[Instructions to follow] Using the records underneath, tally the lines where the word "photo" appears and please give only the count.

[Referring expression pointing data]
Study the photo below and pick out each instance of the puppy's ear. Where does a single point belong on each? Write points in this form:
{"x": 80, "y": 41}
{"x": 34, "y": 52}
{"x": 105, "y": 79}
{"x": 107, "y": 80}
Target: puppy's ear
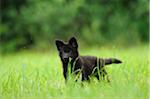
{"x": 73, "y": 42}
{"x": 59, "y": 44}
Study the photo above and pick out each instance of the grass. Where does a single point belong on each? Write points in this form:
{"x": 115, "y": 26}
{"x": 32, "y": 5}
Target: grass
{"x": 38, "y": 75}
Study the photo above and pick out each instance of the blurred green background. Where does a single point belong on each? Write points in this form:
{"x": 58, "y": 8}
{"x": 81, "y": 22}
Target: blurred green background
{"x": 29, "y": 24}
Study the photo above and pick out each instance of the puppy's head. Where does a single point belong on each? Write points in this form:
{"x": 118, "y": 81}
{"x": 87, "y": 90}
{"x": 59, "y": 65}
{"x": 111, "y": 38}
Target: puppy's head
{"x": 67, "y": 49}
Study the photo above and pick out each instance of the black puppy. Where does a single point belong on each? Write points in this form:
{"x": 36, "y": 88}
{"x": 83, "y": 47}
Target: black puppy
{"x": 87, "y": 64}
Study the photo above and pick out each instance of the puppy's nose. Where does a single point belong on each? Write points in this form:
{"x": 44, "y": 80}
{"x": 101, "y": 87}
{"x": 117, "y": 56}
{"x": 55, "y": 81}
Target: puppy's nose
{"x": 65, "y": 58}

[Exercise response] 6